What the task asks ▸ Render every line of the listing below as a JSON array of strings, one string per line, with blank lines omitted.
»»
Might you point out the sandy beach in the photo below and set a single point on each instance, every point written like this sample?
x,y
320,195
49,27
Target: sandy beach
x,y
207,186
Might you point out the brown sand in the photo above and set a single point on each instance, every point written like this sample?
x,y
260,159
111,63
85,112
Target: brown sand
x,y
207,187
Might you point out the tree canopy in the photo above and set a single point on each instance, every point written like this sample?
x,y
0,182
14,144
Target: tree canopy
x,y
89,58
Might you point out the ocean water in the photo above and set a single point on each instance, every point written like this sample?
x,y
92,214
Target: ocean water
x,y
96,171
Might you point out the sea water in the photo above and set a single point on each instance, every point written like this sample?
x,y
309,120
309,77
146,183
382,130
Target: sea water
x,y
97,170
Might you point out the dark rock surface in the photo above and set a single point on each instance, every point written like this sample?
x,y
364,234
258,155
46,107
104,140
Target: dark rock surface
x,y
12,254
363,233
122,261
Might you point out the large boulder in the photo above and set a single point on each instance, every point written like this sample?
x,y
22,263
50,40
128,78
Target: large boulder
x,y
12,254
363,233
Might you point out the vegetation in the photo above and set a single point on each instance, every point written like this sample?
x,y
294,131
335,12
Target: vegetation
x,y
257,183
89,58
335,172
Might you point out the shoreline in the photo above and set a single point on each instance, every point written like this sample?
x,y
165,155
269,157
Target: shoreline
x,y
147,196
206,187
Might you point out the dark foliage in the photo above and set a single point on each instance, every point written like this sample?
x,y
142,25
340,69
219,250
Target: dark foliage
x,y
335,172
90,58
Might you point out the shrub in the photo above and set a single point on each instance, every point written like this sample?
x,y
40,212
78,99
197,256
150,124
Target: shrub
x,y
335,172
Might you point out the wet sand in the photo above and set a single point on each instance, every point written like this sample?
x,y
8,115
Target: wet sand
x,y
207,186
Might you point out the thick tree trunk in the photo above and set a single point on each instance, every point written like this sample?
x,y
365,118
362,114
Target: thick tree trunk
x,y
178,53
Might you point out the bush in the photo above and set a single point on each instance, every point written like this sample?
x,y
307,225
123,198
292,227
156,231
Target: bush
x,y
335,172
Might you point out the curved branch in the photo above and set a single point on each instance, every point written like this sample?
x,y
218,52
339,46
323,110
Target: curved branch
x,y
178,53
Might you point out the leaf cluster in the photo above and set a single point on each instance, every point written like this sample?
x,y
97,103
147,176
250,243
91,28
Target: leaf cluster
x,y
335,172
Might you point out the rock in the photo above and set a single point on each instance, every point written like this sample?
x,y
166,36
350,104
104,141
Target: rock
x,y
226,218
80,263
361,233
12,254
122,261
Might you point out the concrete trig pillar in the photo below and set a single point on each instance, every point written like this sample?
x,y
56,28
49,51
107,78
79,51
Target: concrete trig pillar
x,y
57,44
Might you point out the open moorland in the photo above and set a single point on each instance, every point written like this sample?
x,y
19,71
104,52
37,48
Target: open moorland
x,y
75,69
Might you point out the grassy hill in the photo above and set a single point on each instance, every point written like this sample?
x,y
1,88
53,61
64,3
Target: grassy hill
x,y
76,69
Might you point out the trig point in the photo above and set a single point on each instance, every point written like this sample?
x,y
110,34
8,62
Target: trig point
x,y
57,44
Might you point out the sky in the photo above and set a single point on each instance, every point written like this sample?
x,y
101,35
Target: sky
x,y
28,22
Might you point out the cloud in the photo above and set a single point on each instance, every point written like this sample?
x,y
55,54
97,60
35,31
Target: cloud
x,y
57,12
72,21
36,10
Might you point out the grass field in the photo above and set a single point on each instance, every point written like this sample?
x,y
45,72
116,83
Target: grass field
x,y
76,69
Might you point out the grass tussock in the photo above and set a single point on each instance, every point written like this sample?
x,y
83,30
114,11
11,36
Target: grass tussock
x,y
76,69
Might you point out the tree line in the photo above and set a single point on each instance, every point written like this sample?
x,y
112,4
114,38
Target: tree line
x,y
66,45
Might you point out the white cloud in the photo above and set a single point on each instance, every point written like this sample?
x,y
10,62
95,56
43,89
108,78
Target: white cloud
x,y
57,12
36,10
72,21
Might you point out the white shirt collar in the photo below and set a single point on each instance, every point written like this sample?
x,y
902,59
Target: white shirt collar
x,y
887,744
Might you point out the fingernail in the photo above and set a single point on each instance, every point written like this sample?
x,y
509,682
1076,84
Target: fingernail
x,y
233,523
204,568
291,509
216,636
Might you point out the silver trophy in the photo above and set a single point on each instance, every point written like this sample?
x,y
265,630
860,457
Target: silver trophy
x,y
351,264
««
Full answer ▸
[
  "Might you point out the sandy beach in the photo below and set a single point on each instance, every point written like this sample?",
  "x,y",
  "320,195",
  "49,27",
  "Target: sandy beach",
  "x,y",
  "207,186",
  "Might you point out the brown sand in the photo above and set a single point on each instance, every point written like this sample?",
  "x,y",
  "260,159",
  "111,63",
  "85,112",
  "Target: brown sand",
  "x,y",
  "207,187",
  "Might you point out the tree canopy in the photo above and set a single point on each instance, every point written like this sample?",
  "x,y",
  "0,182",
  "14,144",
  "Target: tree canopy",
  "x,y",
  "89,58",
  "Might you point out the ocean water in the photo above and set a single point on each instance, every point written like this sample?",
  "x,y",
  "92,214",
  "Target: ocean water",
  "x,y",
  "96,171",
  "Might you point out the sea water in the photo above and set a single point on each instance, every point written like this sample?",
  "x,y",
  "309,120",
  "309,77",
  "146,183",
  "382,130",
  "Target: sea water",
  "x,y",
  "97,170",
  "Might you point out the dark rock surface in the photo above and set a single point on each instance, every point written like this sample?",
  "x,y",
  "364,234",
  "258,155",
  "46,107",
  "104,140",
  "Target: dark rock surface",
  "x,y",
  "12,254",
  "363,233",
  "122,261",
  "Might you point out the large boulder in the photo above and set a single point on each instance, every point written like this sample?",
  "x,y",
  "22,263",
  "50,40",
  "128,78",
  "Target: large boulder",
  "x,y",
  "12,254",
  "363,233",
  "Might you point out the vegetation in the photo above and set a single point on each instance, every point written like this sample?",
  "x,y",
  "294,131",
  "335,12",
  "Target: vegetation",
  "x,y",
  "257,183",
  "89,58",
  "335,172",
  "Might you point out the shoreline in the photo above and set a single point on each instance, every point written like this sample?",
  "x,y",
  "165,155",
  "269,157",
  "Target: shoreline",
  "x,y",
  "147,196",
  "206,187",
  "Might you point out the dark foliage in the photo above and set a single point on each instance, every point written like this sample?",
  "x,y",
  "142,25",
  "340,69",
  "219,250",
  "Target: dark foliage",
  "x,y",
  "335,172",
  "90,58",
  "Might you point out the shrub in the photo above and set a single point on each instance, every point written like this sample?",
  "x,y",
  "40,212",
  "78,99",
  "197,256",
  "150,124",
  "Target: shrub",
  "x,y",
  "335,172",
  "Might you point out the wet sand in the photo above and set a single point on each instance, every point written like this sample?",
  "x,y",
  "8,115",
  "Target: wet sand",
  "x,y",
  "207,186",
  "Might you point out the thick tree trunk in the photo above and set a single point on each instance, every point written like this sample?",
  "x,y",
  "365,118",
  "362,114",
  "Target: thick tree trunk",
  "x,y",
  "178,53",
  "Might you point out the bush in the photo above and set a single point on each instance, every point written like this sample?",
  "x,y",
  "307,225",
  "123,198",
  "292,227",
  "156,231",
  "Target: bush",
  "x,y",
  "335,172",
  "Might you point out the curved branch in the photo above and set a single point on each instance, every point written like this sample?",
  "x,y",
  "218,52",
  "339,46",
  "323,110",
  "Target: curved branch",
  "x,y",
  "178,53",
  "Might you point out the leaf cluster in the photo above and set a single point on each instance, every point written like this sample?",
  "x,y",
  "97,103",
  "147,176",
  "250,243",
  "91,28",
  "Target: leaf cluster",
  "x,y",
  "335,172",
  "Might you point out the rock in the photo above and set a single point on each instance, every point written like this sample?",
  "x,y",
  "166,36",
  "350,104",
  "104,141",
  "Target: rock",
  "x,y",
  "226,218",
  "80,263",
  "361,233",
  "12,254",
  "122,261",
  "Might you point out the concrete trig pillar in the photo below and set a single point on each instance, every point written like this sample?",
  "x,y",
  "56,28",
  "49,51",
  "107,78",
  "79,51",
  "Target: concrete trig pillar",
  "x,y",
  "57,44",
  "Might you point out the open moorland in the photo above and set a single point on each instance, every point written like this sample?",
  "x,y",
  "19,71",
  "104,52",
  "37,48",
  "Target: open moorland",
  "x,y",
  "75,69",
  "Might you point out the grassy hill in the photo above and set a single point on each instance, every point written like this sample?",
  "x,y",
  "1,88",
  "53,61",
  "64,3",
  "Target: grassy hill",
  "x,y",
  "76,69",
  "Might you point out the trig point in the photo above and set a single point on each instance, every point written like this sample?",
  "x,y",
  "110,34",
  "8,62",
  "Target: trig point",
  "x,y",
  "57,44",
  "Might you point out the sky in the photo above and set a single point on each instance, every point written like this sample?",
  "x,y",
  "101,35",
  "Target: sky",
  "x,y",
  "28,22",
  "Might you point out the cloud in the photo above and set a single point on each instance, every point written like this sample?",
  "x,y",
  "55,54",
  "97,60",
  "35,31",
  "Target: cloud",
  "x,y",
  "57,12",
  "72,21",
  "36,10",
  "Might you point out the grass field in the photo above and set a single point on each instance, every point written like this sample?",
  "x,y",
  "45,72",
  "116,83",
  "Target: grass field",
  "x,y",
  "76,69",
  "Might you point out the grass tussock in the photo above and set a single point on each instance, every point written like this sample?",
  "x,y",
  "83,30",
  "114,11",
  "11,36",
  "Target: grass tussock",
  "x,y",
  "76,69",
  "Might you point out the tree line in the photo above and set a single point on each instance, every point written like this sample?",
  "x,y",
  "112,4",
  "114,38",
  "Target: tree line",
  "x,y",
  "66,45",
  "Might you point out the white cloud in the photo above and set a single point on each instance, every point written like this sample?",
  "x,y",
  "10,62",
  "95,56",
  "43,89",
  "108,78",
  "Target: white cloud",
  "x,y",
  "57,12",
  "36,10",
  "72,21",
  "Might you point out the white shirt collar in the photo below and set a single point on each instance, every point written like this sample?",
  "x,y",
  "902,59",
  "Target: white shirt collar",
  "x,y",
  "887,744",
  "Might you point out the fingernail in the photo above and set a single point on each instance, every point written like this sample?",
  "x,y",
  "509,682",
  "1076,84",
  "Target: fingernail",
  "x,y",
  "233,523",
  "204,568",
  "291,509",
  "216,636",
  "Might you point out the silver trophy in the photo above and set a single point on each instance, every point written like this sample?",
  "x,y",
  "265,630",
  "860,457",
  "Target: silver trophy",
  "x,y",
  "351,264"
]